**Exercise**
In the passage below about the regimental Colours, where does the writer say the 1/24th Colours were probably kept?

This report is not only possible hearsay, but totally unacceptable. I doubt very much if it was one of the surviving officers. It may even be fiction. Such a quote is far too important to be left out of the proceeds of the Court of Inquiry.
We all know that Harness virtually conducted and controlled the proceedings alone.He eliminated many repords from being recorded on the grounds that they were duplicated. Harness was not in the business of being perceived to delay the report, hence the brevity of the time taken to conclude the Inquiry.
The fact remains that anyone who overheard Pulleine instructing Melvil to save the Colour was in receipt of vital evidence not to be brushed to one side or indeed, not worthy of recording. And what about the 2/24th Colours? Would not a similar instruction have been given to a 2/24th officer? Where were the colours? In the case of the 1/24th, probably in the Guard Tent located immediately in front of Black's Koppie. In the case of the 2/24th, in their Guard Tent at the rear, i.e. some two hundred yards or so in front of Chelmsford's HQ tents.
So Melvill had to move from the centre of the battle across to the 1/24th's Guard Tent to rertieve the Colour. He, in all probability, did so on his own initiative.
The report from the " Gentleman whose testimony" --- would have been read by many, yet no at the time cared to pursue the issue? I submit that no cogniscence or weight can be placed on this amorphous evidence. An anonymous letter written by someone who has not the guts to sign his name is simply not historically acceptable as evidence. Rest assured that had any survivor been privy to such a conversation, it would have been the headlines of the day.

**Extracted entries**
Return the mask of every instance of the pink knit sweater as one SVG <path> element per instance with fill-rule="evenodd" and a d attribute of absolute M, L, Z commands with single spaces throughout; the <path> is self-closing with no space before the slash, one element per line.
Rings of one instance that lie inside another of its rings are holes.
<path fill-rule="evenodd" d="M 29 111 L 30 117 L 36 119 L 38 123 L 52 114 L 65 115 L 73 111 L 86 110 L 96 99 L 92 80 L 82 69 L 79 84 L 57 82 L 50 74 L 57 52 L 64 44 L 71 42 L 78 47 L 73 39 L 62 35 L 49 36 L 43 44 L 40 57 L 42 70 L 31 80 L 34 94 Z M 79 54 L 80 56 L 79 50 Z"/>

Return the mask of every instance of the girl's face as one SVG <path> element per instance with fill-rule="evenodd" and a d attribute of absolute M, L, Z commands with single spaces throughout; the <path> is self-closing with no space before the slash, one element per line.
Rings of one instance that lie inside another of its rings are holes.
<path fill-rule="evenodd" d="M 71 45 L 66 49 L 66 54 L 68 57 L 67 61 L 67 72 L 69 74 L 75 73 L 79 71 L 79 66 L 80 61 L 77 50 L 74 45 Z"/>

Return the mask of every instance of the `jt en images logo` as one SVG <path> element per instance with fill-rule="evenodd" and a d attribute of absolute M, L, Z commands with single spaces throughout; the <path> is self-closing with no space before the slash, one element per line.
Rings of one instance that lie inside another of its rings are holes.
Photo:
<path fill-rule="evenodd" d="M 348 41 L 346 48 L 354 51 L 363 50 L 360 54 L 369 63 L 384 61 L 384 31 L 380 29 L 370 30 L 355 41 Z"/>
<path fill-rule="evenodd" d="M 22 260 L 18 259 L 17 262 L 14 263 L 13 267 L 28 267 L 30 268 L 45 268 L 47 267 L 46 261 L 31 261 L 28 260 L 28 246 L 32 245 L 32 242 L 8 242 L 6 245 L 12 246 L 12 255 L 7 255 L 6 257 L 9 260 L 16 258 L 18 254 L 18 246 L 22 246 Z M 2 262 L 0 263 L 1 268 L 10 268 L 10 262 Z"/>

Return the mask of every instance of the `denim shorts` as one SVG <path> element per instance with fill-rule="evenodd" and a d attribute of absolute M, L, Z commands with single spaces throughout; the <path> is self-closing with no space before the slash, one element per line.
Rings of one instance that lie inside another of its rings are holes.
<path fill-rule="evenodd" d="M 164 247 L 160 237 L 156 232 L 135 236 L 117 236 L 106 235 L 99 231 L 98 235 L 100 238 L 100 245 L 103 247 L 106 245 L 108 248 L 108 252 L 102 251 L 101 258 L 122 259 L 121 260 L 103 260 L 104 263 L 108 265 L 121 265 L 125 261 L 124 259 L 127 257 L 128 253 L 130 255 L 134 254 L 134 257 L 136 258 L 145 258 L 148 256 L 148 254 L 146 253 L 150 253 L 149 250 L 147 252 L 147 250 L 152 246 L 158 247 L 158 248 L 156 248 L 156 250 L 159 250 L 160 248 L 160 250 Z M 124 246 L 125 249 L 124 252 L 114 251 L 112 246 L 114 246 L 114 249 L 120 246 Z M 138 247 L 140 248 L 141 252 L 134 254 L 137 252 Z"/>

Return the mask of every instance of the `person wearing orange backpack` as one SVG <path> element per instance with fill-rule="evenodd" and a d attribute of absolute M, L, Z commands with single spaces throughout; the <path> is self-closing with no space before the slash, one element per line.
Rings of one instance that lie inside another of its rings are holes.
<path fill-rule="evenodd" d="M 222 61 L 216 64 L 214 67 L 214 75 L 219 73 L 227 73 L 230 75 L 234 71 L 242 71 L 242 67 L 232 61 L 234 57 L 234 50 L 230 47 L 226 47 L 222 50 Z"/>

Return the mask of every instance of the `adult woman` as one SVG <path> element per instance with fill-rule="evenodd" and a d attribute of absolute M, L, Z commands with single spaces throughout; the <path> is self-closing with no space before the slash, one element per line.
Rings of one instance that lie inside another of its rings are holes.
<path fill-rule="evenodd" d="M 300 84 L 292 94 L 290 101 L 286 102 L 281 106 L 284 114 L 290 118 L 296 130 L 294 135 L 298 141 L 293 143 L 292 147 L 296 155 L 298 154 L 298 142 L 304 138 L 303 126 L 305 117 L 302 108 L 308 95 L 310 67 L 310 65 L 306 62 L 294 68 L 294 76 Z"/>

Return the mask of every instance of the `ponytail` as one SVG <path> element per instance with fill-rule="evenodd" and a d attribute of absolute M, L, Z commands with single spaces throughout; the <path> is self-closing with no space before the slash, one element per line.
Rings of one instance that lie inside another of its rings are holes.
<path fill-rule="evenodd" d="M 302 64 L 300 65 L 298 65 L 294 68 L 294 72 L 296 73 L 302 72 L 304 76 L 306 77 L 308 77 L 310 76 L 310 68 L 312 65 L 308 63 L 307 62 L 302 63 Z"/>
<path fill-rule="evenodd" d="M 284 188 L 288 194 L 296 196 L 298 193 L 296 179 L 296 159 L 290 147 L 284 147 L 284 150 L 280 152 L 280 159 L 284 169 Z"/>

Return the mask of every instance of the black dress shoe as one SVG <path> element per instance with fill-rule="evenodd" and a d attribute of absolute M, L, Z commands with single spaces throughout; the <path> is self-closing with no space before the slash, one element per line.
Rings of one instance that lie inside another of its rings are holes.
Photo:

**The result**
In the Guard Tent located immediately in front of Black's Koppie.